_PROBLEM DESCRIPTION_
Please list each line below that contains the word "small". Case counts.

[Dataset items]
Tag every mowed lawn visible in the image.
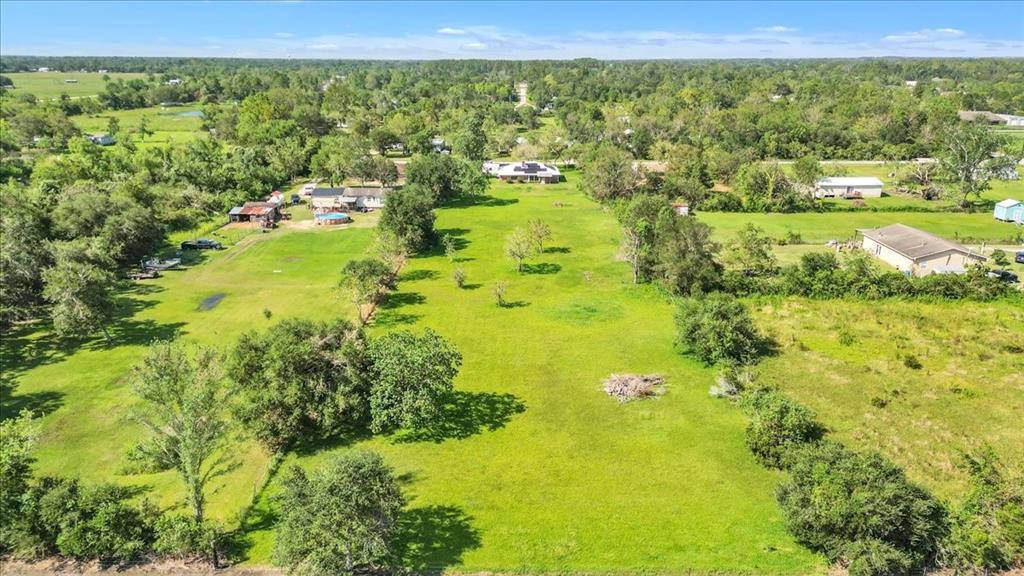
[753,298,1024,499]
[697,211,1011,244]
[4,72,145,99]
[239,177,823,574]
[0,229,373,523]
[72,106,204,147]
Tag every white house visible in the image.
[860,224,985,276]
[814,176,882,198]
[310,187,387,214]
[497,161,562,183]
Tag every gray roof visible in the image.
[860,224,985,261]
[312,187,386,198]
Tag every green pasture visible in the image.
[4,72,145,99]
[696,211,1022,244]
[754,298,1024,498]
[8,169,1024,574]
[72,106,204,146]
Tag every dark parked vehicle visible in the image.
[181,238,223,250]
[988,270,1018,284]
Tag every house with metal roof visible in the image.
[496,161,562,183]
[859,224,985,276]
[227,202,281,228]
[992,198,1024,223]
[814,176,882,198]
[310,187,387,214]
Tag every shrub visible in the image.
[676,293,763,365]
[228,319,370,451]
[273,451,404,575]
[153,515,223,560]
[939,448,1024,573]
[778,442,947,565]
[844,540,913,576]
[743,389,821,468]
[369,329,462,433]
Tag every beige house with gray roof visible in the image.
[860,224,985,276]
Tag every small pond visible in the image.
[199,294,225,312]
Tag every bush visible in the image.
[743,389,821,468]
[676,293,763,365]
[369,329,462,433]
[228,319,370,451]
[844,540,913,576]
[940,448,1024,573]
[153,515,223,560]
[778,442,947,566]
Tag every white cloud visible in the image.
[754,26,800,34]
[0,26,1024,59]
[883,28,967,42]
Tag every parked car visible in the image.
[988,270,1019,284]
[181,238,223,250]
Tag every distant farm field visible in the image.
[4,72,145,99]
[8,171,1024,575]
[72,106,203,147]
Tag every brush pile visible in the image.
[604,374,665,402]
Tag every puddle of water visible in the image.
[199,294,225,312]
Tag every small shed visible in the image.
[992,198,1024,223]
[227,202,281,228]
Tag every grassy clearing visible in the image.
[237,177,820,573]
[755,299,1024,498]
[4,72,145,99]
[0,224,373,520]
[73,106,204,147]
[697,208,1020,243]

_OUTPUT OF THE TASK_
Tag every small pond visible in the image.
Tag every small shed visible in the image.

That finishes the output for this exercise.